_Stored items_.
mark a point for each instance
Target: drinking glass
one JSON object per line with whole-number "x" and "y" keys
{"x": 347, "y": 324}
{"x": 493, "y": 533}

_EXERCISE_. Write out every line of the entries above again, requests included, and raise each x and y coordinate in the answers by 42.

_FINISHED EXERCISE_.
mark a point for each instance
Target: drinking glass
one JSON object per line with whole-number "x" and "y" keys
{"x": 389, "y": 366}
{"x": 535, "y": 575}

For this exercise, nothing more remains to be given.